(begin)

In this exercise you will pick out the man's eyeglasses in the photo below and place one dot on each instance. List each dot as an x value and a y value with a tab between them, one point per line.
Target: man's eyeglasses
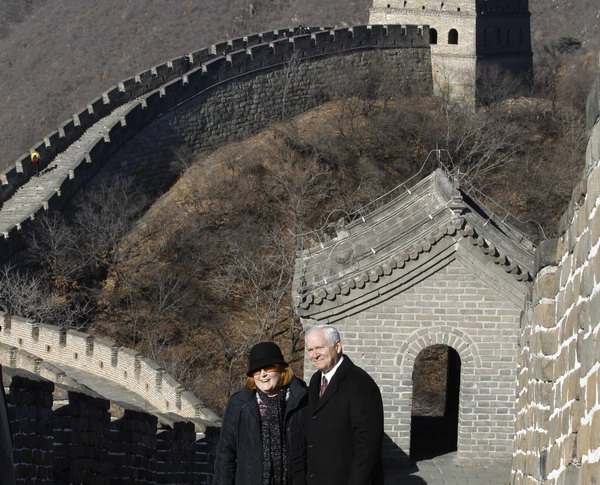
267	369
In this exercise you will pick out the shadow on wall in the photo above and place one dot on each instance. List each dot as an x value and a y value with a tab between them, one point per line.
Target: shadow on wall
396	465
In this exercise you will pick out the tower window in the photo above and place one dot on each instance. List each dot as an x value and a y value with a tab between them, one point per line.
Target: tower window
432	36
453	36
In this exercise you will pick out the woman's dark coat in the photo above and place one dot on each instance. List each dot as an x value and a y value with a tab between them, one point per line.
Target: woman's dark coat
239	455
345	429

(end)

**Written exercise**
Please reproduce every entry above verbatim, leaving out the picture.

**Result for this task**
In this exercise you will pick out the man's eyeglasses in the photo below and place one dot on each instance. List each dot as an x value and a y value with a tab between them, one point per line.
Target: man's eyeglasses
267	369
In this exercise you will pick out the shadow on wall in the photo above and place one dot on each instance. List each dot as an x value and a y value with a tab between them, one point per line.
Target: shadow on wall
396	465
In this exercise you will pick out the tower window in the photo above and place one dot on each instance. List each dot as an x value and a y value with a tab between them, one point per line.
Target: tower window
432	36
453	36
In this exercise you will pick out the woman's dark coat in the photo above and place one dot on each instance. List each dot as an x value and a y value with a tab between them, one point per line.
Target: woman's dark coat
239	455
345	429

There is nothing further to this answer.